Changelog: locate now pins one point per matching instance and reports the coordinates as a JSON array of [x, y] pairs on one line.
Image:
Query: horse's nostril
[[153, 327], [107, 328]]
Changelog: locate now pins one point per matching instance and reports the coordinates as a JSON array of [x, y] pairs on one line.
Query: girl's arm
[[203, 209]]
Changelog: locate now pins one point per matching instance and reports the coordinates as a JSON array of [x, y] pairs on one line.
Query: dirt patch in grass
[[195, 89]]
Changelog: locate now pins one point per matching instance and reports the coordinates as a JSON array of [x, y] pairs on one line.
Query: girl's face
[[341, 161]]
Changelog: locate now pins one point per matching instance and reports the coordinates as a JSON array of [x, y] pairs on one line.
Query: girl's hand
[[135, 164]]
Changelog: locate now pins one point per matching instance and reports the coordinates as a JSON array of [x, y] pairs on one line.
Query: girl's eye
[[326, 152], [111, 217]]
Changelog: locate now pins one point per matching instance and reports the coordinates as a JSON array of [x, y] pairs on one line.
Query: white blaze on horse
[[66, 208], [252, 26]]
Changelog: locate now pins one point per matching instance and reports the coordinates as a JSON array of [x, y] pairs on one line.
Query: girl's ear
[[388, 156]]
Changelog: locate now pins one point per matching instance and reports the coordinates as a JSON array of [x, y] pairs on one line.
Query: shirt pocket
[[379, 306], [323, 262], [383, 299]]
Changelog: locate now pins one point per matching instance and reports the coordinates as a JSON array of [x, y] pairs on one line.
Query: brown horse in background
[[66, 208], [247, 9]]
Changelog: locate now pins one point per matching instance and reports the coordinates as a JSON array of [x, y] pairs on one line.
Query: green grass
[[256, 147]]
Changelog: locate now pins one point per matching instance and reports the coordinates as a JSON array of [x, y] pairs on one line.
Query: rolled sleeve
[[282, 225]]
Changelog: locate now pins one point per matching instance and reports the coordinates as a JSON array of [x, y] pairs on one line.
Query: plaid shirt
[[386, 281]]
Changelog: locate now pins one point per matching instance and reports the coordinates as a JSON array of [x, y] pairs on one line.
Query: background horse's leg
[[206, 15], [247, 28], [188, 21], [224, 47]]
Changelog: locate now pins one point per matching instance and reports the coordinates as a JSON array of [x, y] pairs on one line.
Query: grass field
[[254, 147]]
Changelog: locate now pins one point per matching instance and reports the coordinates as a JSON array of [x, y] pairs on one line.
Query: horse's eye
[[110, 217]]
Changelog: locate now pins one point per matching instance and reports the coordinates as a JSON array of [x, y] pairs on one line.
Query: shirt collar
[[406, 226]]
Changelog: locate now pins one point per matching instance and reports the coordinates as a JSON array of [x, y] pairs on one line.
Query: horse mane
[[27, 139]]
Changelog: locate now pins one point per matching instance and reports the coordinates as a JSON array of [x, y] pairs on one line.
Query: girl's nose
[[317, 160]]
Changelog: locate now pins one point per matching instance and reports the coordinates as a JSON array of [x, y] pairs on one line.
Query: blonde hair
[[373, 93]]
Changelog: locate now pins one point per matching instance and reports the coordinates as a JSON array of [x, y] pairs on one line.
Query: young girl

→ **What you will do**
Starting at the beginning of the entries and ending at the line that contains "[[203, 209]]", swap "nostril" for "muzzle" and give those lines again, with everything else unchanged.

→ **Task answer**
Changelog: locate now pins one point per matching instance and reports the coordinates as a JSON array of [x, y] pairs on one line.
Image:
Query: horse's muzzle
[[153, 327], [107, 328]]
Changelog: locate now pins one point per matching instance and reports the coordinates as a JSON array of [x, y] pairs on one line.
Query: girl's arm
[[203, 209]]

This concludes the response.